• WHAT THE TASK ASKS: Repeat the listing below verbatim, without its images.

• RECORD SET:
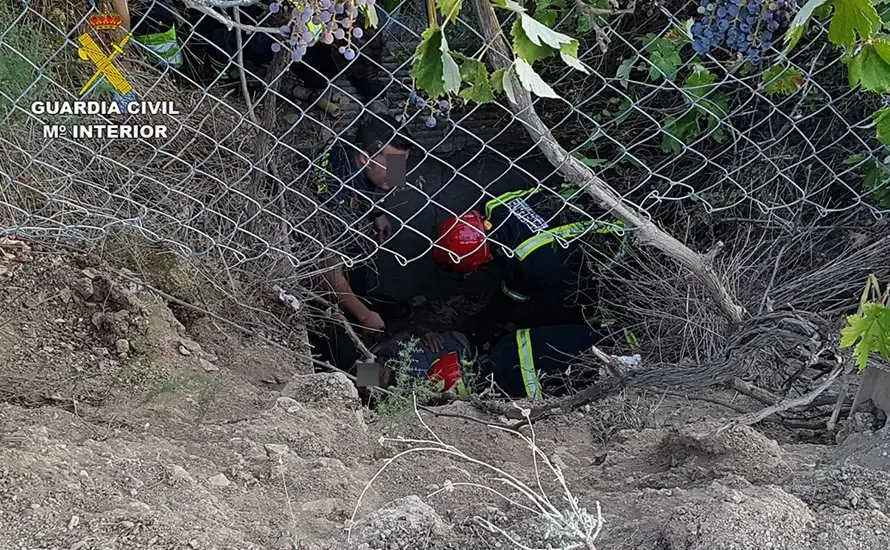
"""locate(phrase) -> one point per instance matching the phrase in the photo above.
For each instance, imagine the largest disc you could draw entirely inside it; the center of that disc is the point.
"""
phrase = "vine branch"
(577, 173)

• RESULT BELOW:
"""locate(phrase) -> one point per instance matching the phrase in the photo above.
For each instance, imagine the largest disc you could draw entirely inside it; the center of that disc is the point.
"""
phrase = "vine branch"
(577, 173)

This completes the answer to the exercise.